======== RECORDS FOR PROCESSING

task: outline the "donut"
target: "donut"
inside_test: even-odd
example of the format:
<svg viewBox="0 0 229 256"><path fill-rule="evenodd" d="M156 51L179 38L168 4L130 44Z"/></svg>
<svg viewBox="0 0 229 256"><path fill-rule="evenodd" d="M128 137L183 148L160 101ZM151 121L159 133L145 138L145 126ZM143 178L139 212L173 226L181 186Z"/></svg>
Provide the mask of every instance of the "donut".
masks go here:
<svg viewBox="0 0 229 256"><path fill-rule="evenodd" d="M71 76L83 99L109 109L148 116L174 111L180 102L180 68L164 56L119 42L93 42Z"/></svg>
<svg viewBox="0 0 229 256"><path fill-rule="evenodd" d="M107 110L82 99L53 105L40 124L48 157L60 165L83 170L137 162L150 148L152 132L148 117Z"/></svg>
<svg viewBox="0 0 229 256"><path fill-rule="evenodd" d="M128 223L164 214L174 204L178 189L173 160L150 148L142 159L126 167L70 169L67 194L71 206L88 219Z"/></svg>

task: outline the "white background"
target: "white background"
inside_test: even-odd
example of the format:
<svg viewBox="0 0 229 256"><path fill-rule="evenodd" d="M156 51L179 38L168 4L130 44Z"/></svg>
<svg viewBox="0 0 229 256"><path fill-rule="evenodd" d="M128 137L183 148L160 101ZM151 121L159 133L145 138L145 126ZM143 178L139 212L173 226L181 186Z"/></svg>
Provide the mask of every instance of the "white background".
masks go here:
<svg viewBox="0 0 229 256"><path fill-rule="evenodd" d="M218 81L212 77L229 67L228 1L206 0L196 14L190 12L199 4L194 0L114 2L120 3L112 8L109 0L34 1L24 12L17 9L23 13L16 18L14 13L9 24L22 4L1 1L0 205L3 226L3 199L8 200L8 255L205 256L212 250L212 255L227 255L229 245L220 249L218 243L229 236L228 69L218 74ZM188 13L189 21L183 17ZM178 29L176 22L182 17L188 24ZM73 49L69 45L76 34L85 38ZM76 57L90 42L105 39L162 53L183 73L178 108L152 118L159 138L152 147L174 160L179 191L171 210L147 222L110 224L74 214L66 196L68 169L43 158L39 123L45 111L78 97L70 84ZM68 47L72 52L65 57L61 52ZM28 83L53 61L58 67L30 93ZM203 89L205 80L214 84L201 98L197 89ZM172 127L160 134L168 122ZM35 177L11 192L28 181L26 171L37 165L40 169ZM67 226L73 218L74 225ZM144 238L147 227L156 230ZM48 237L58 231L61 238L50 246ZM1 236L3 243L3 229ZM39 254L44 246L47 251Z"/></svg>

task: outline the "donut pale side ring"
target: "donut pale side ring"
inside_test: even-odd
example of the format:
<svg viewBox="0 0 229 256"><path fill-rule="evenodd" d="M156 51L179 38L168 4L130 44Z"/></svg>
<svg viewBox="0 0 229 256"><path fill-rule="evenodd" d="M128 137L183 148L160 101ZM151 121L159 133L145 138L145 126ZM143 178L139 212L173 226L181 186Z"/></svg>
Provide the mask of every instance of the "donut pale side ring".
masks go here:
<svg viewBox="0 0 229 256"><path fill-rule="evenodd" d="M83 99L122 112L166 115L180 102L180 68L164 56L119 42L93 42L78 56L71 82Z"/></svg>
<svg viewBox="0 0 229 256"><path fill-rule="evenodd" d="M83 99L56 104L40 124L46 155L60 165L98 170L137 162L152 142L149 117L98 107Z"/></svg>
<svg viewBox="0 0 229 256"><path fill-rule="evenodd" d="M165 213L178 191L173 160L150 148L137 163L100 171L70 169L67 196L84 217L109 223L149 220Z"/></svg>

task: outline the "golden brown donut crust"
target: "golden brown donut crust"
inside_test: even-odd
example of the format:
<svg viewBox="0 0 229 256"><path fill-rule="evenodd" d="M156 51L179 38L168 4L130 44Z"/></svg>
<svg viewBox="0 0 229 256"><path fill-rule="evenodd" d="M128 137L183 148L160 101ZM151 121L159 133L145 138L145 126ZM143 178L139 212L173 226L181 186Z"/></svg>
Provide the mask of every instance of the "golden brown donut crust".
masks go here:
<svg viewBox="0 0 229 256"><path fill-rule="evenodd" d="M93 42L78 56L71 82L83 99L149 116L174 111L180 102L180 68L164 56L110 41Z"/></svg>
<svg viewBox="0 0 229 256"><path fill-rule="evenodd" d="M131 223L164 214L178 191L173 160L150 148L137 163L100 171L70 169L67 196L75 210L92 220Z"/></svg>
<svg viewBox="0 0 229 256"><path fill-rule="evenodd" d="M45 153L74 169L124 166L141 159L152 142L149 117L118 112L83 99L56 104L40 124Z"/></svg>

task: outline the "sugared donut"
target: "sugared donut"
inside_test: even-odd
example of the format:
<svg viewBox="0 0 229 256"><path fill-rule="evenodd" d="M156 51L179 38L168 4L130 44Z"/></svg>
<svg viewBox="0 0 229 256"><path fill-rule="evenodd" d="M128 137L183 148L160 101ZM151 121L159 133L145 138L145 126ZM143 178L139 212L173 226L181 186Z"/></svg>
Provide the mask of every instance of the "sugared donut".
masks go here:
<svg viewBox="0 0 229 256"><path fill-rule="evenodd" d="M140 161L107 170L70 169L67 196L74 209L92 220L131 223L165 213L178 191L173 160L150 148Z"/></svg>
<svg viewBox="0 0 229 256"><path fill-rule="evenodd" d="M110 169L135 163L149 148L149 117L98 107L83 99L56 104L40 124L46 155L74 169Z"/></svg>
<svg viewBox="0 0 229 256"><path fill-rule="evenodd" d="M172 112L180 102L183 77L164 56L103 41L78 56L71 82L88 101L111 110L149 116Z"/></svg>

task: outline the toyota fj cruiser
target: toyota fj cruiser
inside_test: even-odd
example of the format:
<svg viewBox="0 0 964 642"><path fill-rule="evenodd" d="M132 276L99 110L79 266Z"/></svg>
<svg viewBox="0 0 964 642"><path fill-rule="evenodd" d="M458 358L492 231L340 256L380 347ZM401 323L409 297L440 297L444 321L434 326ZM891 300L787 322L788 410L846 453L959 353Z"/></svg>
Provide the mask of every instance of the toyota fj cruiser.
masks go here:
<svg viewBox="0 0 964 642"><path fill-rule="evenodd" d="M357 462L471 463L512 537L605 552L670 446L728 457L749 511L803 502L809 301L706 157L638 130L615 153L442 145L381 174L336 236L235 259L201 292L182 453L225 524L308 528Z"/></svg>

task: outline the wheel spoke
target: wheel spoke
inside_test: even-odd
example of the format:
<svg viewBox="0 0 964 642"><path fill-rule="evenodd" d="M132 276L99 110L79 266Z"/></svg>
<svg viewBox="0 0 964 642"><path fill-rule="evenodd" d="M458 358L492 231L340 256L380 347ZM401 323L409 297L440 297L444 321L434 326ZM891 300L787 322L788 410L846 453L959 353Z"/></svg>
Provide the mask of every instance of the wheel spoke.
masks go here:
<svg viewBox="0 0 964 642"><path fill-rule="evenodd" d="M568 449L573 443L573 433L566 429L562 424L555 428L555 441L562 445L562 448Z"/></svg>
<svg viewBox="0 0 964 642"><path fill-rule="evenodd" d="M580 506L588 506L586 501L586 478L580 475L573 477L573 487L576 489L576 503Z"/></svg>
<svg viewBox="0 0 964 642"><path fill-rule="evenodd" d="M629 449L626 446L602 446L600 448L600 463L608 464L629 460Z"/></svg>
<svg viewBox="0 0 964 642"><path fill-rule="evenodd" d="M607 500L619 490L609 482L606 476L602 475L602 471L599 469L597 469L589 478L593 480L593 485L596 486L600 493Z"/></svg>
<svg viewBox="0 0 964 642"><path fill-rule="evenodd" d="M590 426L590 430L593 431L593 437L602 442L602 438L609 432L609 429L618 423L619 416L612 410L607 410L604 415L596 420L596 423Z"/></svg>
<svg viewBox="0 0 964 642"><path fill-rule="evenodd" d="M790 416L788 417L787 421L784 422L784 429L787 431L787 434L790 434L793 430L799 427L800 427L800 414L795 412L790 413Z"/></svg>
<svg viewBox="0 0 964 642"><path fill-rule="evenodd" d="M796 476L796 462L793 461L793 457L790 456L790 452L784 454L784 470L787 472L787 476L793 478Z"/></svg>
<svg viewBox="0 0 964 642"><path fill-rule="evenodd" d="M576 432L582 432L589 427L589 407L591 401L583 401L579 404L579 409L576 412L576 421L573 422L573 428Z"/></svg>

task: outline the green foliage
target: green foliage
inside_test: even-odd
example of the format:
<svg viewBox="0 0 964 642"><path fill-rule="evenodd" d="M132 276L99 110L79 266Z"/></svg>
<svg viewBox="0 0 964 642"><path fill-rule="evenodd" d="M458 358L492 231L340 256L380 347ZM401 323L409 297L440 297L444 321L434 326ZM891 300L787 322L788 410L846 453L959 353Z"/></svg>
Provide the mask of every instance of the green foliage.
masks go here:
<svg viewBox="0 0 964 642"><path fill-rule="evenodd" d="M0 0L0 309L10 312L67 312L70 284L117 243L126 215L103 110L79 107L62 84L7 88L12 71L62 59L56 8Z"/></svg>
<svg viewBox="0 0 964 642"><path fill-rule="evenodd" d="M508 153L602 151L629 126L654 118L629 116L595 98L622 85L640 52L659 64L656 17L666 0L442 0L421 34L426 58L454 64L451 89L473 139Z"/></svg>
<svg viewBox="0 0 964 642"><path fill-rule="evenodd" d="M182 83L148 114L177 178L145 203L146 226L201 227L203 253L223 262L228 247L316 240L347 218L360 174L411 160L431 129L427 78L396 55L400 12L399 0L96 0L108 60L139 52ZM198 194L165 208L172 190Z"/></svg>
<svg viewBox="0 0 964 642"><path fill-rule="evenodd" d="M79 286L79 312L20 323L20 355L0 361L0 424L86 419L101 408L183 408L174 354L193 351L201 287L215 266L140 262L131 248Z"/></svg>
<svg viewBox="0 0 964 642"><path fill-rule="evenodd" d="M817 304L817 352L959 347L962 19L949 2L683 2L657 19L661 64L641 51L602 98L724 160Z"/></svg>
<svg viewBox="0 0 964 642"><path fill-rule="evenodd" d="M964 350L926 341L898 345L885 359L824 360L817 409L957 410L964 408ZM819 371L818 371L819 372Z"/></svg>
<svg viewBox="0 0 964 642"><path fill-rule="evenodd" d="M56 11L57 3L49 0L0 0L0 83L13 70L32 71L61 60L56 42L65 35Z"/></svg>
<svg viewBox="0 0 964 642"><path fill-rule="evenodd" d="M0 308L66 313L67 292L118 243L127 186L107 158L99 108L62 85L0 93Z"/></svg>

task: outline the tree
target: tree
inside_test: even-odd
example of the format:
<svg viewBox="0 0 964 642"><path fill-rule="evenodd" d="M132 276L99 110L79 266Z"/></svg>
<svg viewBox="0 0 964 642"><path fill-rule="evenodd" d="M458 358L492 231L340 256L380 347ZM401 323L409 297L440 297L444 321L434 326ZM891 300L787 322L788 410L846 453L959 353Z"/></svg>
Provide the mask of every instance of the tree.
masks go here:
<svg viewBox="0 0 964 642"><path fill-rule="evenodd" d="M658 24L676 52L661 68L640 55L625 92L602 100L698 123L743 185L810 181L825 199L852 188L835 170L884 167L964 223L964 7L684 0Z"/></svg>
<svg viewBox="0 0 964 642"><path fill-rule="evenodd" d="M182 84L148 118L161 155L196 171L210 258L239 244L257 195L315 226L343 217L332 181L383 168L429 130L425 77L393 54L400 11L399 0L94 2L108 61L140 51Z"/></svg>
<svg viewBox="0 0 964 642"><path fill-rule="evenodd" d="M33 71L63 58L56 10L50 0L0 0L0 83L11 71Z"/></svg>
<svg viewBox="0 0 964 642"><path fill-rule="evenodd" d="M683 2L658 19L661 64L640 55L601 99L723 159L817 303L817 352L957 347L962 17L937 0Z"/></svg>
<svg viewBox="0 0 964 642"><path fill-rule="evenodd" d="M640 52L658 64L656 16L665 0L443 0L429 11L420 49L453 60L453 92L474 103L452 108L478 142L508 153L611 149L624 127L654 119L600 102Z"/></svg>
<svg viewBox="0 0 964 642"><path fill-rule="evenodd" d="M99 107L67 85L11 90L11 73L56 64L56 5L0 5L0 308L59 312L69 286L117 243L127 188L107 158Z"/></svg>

================

_REQUIREMENTS:_ Reproduce the records above word for word, from the line that contains "task: outline the green foliage" through the line that contains "286L79 312L20 323L20", including both of those lines.

_THE SOLUTION:_
task: outline the green foliage
target: green foliage
inside_test: even-odd
example of the format:
<svg viewBox="0 0 964 642"><path fill-rule="evenodd" d="M132 276L99 110L79 266Z"/></svg>
<svg viewBox="0 0 964 642"><path fill-rule="evenodd" d="M458 358L492 231L340 256L380 347ZM401 323L409 297L440 297L444 321L434 326ZM891 300L787 322L788 410L846 453L959 353Z"/></svg>
Provide the mask of every instance of the green foliage.
masks go here:
<svg viewBox="0 0 964 642"><path fill-rule="evenodd" d="M0 0L0 309L10 312L67 312L70 284L117 243L126 215L103 110L79 107L62 84L7 88L12 71L62 59L56 8Z"/></svg>
<svg viewBox="0 0 964 642"><path fill-rule="evenodd" d="M508 153L602 151L629 126L654 118L629 116L595 98L622 85L640 52L659 64L656 17L666 0L442 0L421 34L426 58L454 64L451 89L473 139Z"/></svg>
<svg viewBox="0 0 964 642"><path fill-rule="evenodd" d="M182 83L148 114L177 178L145 203L146 226L201 227L203 253L223 262L228 247L316 240L347 218L360 174L411 160L431 129L427 78L396 55L400 12L399 0L96 0L108 60L139 52ZM198 194L165 208L172 190Z"/></svg>
<svg viewBox="0 0 964 642"><path fill-rule="evenodd" d="M79 286L79 312L20 323L20 355L0 361L0 424L86 419L101 408L183 408L174 354L193 351L201 287L215 266L140 262L131 248Z"/></svg>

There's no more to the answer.